===== TEXT SEGMENT =====

Among the challenges that will face scientists in the field of synthetic biology over the next decade is the development of living organisms that can interpret data and make decisions based on pre-established patterns.
In a recent project a team of two research groups from the Department of Experimental and Health Sciences at the University of Pompeu Fabra (UPF) exploited combinations of genetically engineered cells to assemble a network that demonstrates that creating biological systems capable of making decisions based on predefined criteria is now a reality.
Their experimental approach enables development of more complex computational systems than those devised to date. Thus, it could serve as the basis for the future design and application of artificial biosystems for decision-making in diverse contexts.
The team’s work, published online in the journal Nature, represents a major advance in synthetic biology. The collaboration drew on the complimentary expertise of the group of Richard Solé (Complex Systems Laboratory), in theoretical biology, and of the group of Francesc Posas (Cell Signaling Research Group), in experimental biology.
To date, synthetic biologists have endeavored to design living computers based on fundamental concepts from electronics. However, this approach is problematic—namely, in how the different parts of the biological circuit would be connected. Whereas in electronics, physically separated circuit components are connected using a electrically conductive cable, this cannot be done in a living system, and therefore, synthetic biologists have not yet been able to achieve one of their principal aims: to combine different parts to obtain sophisticated devices.
Research enables assembly of sophisticated circuits from living cells
The UPF team tackled this problem with a new approach that enables sophisticated circuits to be assembled using live cells as building blocks and employing only very few connections. Thus, by eschewing electrical engineering design, they were able to build a system of cells that are capable of detecting and interpreting signals and that can be combined modularly. Just like LEGO blocks, the cells can be reused to build new circuits.

=====

▸ REQUIREMENT 1: Decide whether each statement below agrees with the synthetic biology text. Answer yes or no for (a), (b) and (c), and quote the words of the text that settle each one. (a) The team was formed by two research groups from the University of Pompeu Fabra. (b) Synthetic biologists have already managed to combine different parts into sophisticated devices. (c) The UPF approach relies on many connections between cells.
▸ REQUIREMENT 2: Pick up the synthetic biology text after its final sentence and keep writing it.

===== EXERCISE DATA =====

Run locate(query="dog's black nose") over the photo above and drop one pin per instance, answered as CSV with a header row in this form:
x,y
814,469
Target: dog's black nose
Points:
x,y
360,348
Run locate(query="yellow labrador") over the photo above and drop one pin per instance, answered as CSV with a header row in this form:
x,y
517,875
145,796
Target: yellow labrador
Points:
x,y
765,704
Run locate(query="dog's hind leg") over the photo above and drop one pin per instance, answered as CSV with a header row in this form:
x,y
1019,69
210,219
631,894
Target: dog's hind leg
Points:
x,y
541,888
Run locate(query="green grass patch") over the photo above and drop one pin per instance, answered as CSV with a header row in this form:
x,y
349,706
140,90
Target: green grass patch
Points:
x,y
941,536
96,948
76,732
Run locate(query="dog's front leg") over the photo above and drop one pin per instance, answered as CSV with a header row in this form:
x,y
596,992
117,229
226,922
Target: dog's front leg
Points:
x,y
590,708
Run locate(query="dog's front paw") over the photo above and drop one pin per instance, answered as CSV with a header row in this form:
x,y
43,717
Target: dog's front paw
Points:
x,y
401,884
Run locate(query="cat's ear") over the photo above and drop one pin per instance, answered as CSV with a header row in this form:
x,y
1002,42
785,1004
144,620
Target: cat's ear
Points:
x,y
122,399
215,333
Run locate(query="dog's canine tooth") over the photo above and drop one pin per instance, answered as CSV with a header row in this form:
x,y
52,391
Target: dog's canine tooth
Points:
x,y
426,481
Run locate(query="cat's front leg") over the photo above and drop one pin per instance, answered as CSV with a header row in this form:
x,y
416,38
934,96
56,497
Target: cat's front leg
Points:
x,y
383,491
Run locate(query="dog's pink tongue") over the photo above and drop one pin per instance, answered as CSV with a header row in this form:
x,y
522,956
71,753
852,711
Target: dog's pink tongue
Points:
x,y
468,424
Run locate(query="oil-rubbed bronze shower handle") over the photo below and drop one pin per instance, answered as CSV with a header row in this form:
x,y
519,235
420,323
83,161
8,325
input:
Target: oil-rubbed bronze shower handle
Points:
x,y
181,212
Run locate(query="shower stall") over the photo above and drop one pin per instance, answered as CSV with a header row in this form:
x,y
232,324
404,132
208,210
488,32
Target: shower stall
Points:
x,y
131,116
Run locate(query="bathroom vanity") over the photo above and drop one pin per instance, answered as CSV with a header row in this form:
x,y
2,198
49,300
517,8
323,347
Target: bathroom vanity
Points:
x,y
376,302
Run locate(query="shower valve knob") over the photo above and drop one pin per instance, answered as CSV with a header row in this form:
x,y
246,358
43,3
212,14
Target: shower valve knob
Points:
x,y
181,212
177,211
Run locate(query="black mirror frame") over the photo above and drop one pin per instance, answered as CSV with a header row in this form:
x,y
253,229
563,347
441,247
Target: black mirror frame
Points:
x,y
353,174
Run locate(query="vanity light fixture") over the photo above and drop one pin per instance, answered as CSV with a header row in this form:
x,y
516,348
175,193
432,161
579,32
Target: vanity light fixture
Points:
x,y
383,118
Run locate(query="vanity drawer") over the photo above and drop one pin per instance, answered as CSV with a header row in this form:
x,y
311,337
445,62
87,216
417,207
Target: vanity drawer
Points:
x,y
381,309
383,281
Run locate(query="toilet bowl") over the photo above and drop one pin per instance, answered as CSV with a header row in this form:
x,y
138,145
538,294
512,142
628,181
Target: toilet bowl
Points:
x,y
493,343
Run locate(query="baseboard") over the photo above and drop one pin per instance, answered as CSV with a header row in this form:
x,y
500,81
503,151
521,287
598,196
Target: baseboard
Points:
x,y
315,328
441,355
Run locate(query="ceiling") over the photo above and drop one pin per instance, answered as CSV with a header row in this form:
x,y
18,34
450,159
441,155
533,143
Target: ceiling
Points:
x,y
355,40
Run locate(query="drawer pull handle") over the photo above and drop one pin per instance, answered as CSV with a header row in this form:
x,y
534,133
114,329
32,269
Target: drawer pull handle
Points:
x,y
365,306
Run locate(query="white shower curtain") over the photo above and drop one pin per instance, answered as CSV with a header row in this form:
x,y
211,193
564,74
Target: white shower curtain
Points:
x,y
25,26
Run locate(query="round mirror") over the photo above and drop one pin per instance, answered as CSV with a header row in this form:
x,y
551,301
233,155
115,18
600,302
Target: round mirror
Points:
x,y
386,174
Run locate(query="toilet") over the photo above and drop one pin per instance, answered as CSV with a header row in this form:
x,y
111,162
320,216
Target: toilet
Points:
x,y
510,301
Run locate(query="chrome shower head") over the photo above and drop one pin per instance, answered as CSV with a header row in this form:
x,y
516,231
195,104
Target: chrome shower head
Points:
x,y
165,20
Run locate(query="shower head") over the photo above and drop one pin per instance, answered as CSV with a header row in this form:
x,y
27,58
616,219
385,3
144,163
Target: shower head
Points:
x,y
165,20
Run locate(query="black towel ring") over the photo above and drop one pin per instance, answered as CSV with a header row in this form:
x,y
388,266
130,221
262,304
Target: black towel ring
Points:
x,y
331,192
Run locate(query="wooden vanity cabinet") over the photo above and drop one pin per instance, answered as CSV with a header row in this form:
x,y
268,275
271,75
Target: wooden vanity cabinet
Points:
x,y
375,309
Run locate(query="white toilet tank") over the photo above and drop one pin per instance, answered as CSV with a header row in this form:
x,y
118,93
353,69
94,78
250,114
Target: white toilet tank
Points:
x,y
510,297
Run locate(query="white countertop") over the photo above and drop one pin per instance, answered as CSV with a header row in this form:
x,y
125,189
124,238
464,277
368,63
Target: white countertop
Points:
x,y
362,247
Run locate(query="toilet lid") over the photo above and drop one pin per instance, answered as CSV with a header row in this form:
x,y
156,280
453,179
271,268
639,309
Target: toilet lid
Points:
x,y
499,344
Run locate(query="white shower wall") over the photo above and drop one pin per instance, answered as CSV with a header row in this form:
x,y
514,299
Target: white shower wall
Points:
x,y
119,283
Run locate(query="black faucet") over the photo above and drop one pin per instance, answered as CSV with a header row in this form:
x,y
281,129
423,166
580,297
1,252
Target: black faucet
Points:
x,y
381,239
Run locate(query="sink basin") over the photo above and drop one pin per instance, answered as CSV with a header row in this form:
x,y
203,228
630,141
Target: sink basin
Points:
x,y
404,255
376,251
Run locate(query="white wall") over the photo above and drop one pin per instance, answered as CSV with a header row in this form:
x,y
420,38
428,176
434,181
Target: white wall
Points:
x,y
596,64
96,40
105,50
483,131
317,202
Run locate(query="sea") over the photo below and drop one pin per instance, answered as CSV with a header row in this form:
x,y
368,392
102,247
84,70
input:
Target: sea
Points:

=====

▸ EXPECTED ANSWER 1:
(a) Yes: "a team of two research groups from the Department of Experimental and Health Sciences at the University of Pompeu Fabra (UPF)"
(b) No: "synthetic biologists have not yet been able to achieve one of their principal aims: to combine different parts to obtain sophisticated devices"
(c) No: "employing only very few connections"

▸ EXPECTED ANSWER 2:
Using their system, the UPF team can build diverse circuits with only a minimal number of existing cells. Furthermore, once a circuit has been assembled, it can readily be programmed, by simply adding a specific compound to the cell culture medium in which it operates.
Their research offers endless possibilities. For example, systems could be designed to detect and subsequently break down specific molecules, or to interact with and control target cells; or a group cells could be programmed to behave as artificial tissue.
The Solé and Posas research groups have received funding from the Ministry of Science and Innovation, the EU (through the 6th and 7th Framework Programs), the Fundación Marcelino Botín, and the Catalan government’s ICREA program.
Reference publication: Distributed Biological Computation with Multicellular Engineered Networks, by Sergi Regot, Javier Macia, Núria Conde, Kentaro Furukawa, Jimmy Kjellén, Tom Peeters, Stefan Hohmann, Eulàlia de Nadal, Francesc Posas and Ricard Solé. Published online in Nature (doi:10.1038/nature09679), on 8 December 2010.